[Data entries]
________________________________________

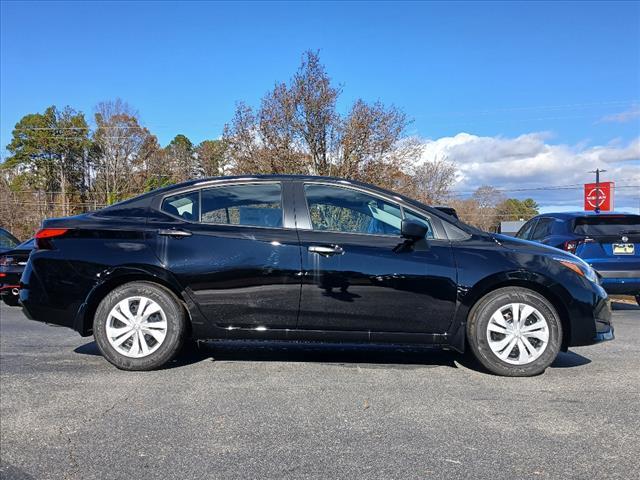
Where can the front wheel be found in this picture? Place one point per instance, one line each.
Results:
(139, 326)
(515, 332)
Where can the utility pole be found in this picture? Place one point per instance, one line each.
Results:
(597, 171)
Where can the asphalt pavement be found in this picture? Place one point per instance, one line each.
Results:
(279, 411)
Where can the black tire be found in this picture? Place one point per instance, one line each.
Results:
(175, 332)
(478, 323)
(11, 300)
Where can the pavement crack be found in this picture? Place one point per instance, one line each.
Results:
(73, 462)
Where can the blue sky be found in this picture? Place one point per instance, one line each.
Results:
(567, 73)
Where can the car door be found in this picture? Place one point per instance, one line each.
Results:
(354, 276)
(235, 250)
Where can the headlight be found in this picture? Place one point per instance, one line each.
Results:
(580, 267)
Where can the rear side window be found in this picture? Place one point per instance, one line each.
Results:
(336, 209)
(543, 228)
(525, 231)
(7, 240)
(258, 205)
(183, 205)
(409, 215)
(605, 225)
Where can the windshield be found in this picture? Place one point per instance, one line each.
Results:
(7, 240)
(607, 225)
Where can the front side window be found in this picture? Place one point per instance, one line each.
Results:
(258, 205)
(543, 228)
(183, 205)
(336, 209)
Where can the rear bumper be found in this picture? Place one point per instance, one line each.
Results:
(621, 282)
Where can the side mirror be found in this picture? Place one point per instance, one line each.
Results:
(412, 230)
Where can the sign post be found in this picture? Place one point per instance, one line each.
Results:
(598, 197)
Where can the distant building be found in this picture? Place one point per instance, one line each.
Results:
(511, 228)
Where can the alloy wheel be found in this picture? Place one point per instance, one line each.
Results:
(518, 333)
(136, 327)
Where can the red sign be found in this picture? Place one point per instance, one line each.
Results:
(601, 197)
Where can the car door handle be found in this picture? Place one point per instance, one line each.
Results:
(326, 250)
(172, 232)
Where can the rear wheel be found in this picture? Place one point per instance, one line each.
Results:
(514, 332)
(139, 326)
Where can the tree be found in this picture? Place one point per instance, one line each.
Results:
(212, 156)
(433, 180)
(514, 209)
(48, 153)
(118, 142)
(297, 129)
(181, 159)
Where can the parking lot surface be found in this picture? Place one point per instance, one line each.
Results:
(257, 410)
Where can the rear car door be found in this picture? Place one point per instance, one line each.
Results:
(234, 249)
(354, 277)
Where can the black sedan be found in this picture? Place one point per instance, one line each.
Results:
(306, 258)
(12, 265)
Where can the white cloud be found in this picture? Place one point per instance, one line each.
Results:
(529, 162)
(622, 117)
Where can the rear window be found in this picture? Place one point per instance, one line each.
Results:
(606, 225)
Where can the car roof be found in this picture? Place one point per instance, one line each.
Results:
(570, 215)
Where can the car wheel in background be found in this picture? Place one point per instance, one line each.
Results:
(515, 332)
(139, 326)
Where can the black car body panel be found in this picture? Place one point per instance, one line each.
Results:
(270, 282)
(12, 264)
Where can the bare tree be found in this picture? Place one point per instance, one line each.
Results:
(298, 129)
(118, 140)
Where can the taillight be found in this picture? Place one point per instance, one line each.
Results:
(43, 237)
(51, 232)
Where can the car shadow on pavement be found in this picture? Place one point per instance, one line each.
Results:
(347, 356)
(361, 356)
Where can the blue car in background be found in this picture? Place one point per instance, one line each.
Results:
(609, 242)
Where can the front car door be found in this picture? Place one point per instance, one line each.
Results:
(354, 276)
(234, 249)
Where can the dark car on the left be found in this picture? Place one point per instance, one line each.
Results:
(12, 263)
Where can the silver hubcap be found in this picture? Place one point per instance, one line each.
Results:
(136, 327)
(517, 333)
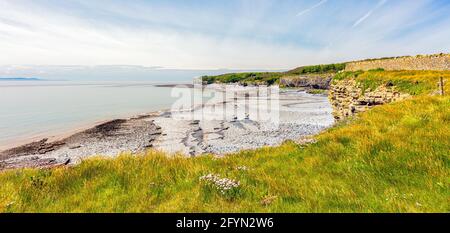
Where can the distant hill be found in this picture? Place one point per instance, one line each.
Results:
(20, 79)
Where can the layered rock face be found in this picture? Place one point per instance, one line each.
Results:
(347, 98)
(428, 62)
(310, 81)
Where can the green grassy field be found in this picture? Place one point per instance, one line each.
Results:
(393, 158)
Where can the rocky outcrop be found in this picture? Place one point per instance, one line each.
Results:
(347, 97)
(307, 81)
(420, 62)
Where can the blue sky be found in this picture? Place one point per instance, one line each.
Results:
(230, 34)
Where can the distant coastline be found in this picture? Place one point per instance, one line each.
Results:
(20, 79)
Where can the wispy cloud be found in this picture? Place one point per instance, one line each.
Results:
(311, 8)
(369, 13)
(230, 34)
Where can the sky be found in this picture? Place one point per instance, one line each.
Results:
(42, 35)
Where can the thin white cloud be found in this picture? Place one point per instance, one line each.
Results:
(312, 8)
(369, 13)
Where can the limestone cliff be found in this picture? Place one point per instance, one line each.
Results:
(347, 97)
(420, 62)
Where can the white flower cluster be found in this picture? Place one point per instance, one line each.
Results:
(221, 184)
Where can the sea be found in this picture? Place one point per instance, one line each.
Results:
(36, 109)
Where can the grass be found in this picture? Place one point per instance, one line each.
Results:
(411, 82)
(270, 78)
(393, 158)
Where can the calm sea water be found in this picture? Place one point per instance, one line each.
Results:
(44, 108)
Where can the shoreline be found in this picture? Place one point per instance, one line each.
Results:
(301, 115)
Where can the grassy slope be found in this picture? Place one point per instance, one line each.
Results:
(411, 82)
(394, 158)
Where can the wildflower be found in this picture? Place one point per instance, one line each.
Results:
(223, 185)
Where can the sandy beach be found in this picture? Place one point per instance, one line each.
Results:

________________________________________

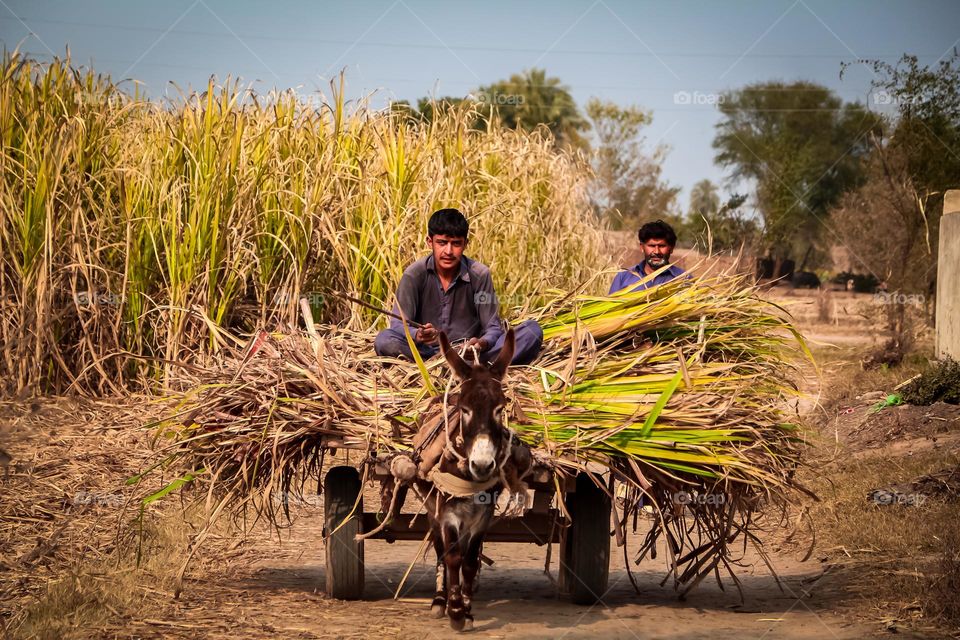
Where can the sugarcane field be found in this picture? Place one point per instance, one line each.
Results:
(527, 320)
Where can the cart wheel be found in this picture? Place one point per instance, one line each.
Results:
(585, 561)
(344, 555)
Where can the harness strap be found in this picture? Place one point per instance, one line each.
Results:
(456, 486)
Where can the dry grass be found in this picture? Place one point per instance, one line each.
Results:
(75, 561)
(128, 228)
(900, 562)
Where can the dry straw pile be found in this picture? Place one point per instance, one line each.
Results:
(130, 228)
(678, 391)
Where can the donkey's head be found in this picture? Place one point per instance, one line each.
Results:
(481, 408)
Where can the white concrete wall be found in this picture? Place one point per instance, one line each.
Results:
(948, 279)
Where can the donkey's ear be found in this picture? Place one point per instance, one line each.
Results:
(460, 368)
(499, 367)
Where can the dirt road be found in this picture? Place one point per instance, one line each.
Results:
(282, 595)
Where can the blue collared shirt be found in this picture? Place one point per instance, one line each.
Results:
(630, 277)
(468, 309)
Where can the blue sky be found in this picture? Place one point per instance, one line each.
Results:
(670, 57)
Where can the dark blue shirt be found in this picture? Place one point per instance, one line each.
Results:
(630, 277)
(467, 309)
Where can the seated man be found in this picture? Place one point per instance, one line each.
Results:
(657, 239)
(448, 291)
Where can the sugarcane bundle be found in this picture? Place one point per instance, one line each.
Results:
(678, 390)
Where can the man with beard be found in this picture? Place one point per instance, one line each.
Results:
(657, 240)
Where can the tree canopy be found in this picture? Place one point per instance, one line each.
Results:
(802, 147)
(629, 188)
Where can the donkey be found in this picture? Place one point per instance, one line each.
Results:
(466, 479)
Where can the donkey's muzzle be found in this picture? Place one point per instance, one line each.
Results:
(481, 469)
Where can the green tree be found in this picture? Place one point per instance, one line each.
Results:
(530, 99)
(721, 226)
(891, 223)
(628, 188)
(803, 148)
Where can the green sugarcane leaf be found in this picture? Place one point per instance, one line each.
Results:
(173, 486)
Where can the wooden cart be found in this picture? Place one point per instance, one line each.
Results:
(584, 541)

________________________________________

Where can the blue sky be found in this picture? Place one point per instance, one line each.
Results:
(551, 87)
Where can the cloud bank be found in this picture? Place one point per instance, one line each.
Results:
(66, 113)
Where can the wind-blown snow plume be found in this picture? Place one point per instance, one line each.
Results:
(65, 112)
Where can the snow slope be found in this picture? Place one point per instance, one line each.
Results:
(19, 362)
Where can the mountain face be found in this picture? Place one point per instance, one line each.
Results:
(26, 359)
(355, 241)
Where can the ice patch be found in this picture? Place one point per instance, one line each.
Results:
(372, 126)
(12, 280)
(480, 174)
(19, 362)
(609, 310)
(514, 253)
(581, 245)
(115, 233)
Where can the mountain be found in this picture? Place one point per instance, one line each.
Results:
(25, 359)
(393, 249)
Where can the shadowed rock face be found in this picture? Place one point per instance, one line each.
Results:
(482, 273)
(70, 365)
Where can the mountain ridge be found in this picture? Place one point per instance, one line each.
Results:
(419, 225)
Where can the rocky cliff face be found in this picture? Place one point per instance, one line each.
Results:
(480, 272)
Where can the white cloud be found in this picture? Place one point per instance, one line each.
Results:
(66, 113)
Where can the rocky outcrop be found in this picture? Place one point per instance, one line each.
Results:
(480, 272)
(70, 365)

________________________________________

### INSTRUCTION
Show each line of the material above that contains the word "window". Case matters.

### WRITTEN SOLUTION
Where can the rear side window be found in this picture? Place one point per instance, one line each.
Where can the front side window be found in this picture? Place one point per instance, one line each.
Where can the rear window be found in this picture? Place one point per instance, one line each.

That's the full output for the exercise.